== Prompt ==
How many lines in the items below contain the string "lamp"? Treat the match as case-sensitive, and reply with the number only.

== Source material ==
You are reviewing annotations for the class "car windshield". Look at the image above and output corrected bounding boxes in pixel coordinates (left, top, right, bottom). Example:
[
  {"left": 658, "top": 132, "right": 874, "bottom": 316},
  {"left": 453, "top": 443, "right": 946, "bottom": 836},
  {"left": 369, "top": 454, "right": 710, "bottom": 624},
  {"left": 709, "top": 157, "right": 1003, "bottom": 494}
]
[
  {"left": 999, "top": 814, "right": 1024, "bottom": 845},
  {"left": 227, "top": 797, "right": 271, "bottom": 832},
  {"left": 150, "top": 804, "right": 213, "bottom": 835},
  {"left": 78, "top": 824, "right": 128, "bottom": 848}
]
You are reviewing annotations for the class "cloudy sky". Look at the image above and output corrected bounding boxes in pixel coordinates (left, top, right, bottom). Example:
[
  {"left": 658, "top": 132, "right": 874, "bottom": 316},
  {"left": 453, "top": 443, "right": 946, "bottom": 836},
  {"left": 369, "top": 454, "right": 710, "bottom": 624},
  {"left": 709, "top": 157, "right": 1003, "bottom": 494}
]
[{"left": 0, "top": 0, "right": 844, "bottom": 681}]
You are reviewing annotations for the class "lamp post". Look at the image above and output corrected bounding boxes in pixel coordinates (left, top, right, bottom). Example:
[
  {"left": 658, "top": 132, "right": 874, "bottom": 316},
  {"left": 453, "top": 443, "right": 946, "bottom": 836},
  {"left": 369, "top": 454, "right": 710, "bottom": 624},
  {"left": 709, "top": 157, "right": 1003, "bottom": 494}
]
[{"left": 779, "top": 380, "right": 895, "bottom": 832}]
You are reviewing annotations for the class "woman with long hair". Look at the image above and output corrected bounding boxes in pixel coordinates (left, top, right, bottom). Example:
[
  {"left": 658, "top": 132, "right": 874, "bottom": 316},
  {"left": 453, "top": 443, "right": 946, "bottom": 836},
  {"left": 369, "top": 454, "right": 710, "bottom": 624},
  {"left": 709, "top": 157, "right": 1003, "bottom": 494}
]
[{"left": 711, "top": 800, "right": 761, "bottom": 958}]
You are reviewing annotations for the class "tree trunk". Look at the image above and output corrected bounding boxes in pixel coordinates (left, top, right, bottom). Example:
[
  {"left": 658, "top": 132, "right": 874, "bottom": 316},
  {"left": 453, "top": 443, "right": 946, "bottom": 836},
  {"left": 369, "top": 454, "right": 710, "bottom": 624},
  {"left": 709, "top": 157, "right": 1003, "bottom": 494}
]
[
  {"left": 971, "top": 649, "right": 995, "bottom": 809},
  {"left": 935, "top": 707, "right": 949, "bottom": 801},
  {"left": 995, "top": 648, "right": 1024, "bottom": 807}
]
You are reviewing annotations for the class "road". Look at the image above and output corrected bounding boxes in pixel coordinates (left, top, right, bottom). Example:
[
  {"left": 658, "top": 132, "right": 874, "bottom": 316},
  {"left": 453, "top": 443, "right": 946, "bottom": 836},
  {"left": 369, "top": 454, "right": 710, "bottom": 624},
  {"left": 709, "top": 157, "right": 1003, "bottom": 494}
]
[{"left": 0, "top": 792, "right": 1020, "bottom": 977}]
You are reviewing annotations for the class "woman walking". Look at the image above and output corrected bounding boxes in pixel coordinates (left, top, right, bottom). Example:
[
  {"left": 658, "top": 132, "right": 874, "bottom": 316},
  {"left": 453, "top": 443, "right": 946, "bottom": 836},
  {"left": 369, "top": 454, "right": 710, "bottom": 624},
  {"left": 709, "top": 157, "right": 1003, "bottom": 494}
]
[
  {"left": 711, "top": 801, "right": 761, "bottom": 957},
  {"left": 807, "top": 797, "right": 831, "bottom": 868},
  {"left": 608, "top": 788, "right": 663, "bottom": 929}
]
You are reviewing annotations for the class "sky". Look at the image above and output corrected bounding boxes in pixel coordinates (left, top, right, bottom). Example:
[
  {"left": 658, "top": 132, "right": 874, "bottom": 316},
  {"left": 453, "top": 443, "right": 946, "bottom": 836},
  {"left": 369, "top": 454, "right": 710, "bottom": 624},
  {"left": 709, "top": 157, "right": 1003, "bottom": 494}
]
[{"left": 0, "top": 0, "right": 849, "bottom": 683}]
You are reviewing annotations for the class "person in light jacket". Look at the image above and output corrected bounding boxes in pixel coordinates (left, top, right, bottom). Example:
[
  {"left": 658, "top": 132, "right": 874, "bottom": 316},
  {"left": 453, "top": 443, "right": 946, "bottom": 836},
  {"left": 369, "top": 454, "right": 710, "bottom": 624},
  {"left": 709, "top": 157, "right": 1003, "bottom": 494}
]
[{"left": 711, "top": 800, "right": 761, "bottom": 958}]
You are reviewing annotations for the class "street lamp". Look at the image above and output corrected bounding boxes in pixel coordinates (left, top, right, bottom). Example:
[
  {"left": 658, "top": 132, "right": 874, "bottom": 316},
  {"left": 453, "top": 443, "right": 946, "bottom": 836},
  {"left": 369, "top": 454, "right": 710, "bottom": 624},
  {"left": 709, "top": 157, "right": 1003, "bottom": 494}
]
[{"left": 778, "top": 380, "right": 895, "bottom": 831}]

== Final answer ==
2